= Request =
Gather every line in the material below that contains the string "frame".

= Data to process =

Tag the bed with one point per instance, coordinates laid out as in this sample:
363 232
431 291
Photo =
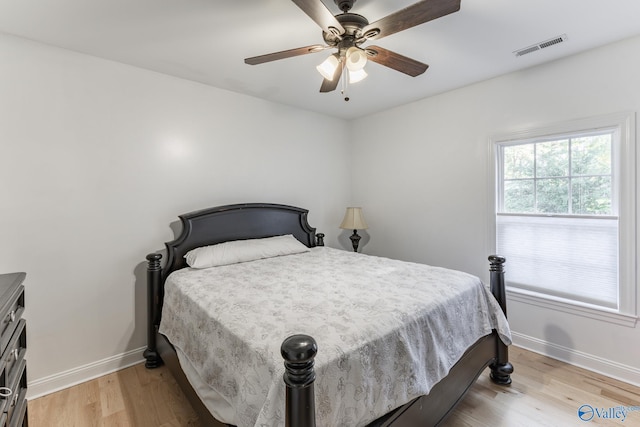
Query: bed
316 376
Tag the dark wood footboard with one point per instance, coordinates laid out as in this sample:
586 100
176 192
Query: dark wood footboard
234 222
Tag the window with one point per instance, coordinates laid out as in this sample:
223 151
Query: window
565 212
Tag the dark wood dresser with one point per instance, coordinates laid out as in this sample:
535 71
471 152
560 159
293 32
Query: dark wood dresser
13 346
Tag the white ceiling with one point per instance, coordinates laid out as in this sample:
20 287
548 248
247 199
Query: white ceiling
207 40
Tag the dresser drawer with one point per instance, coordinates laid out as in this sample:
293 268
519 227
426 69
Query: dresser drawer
14 353
17 403
9 317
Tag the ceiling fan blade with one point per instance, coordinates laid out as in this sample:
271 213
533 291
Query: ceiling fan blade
284 54
330 85
396 61
413 15
322 16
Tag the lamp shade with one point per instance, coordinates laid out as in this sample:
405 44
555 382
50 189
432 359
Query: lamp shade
328 67
354 220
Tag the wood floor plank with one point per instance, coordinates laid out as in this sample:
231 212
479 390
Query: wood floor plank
545 392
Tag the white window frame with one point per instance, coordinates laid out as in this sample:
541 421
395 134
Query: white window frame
624 160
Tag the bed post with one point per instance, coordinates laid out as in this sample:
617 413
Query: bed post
154 278
298 352
501 369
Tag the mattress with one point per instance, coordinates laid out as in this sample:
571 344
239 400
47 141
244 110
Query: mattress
387 331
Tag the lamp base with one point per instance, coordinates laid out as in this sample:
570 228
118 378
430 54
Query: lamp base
355 240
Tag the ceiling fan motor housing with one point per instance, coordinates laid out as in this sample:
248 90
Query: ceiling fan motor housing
352 24
344 5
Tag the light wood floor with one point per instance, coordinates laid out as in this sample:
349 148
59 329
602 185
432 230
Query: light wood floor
544 392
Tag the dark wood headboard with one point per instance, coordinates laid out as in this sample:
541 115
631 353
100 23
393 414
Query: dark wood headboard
217 225
236 222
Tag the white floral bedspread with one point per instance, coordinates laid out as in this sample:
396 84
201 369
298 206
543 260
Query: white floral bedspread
387 330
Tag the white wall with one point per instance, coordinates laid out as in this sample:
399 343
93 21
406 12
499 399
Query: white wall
421 175
98 159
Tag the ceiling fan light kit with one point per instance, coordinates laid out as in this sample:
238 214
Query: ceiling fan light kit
348 31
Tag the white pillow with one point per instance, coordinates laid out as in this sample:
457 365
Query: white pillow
243 250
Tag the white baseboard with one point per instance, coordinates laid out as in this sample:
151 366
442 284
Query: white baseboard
619 371
97 369
62 380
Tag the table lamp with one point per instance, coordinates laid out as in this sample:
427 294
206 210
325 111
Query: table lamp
354 220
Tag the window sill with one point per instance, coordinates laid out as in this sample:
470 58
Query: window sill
591 312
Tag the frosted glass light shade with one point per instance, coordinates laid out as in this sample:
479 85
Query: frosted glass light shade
328 67
356 59
356 76
354 220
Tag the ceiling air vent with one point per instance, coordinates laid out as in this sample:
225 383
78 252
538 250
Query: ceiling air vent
541 45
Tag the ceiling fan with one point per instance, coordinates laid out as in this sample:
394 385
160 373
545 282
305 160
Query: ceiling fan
347 32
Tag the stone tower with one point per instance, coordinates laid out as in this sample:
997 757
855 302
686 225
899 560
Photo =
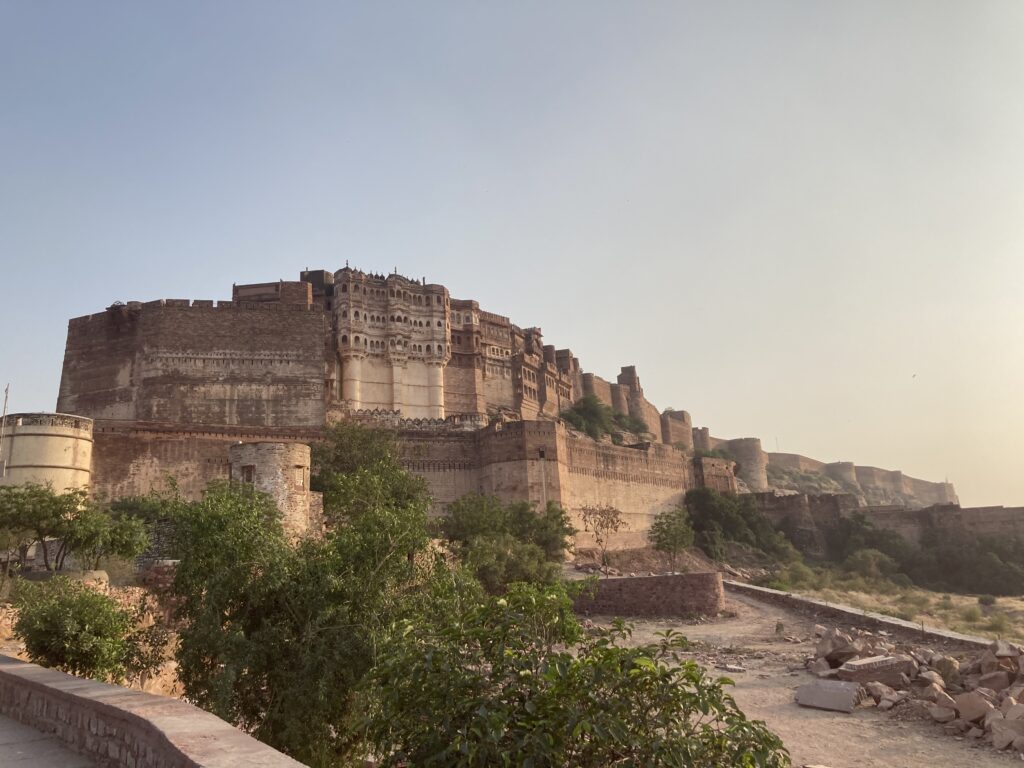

= Output =
Tag the white window frame with one point per instance, coordinates laid out as in this sample:
Query: white window frame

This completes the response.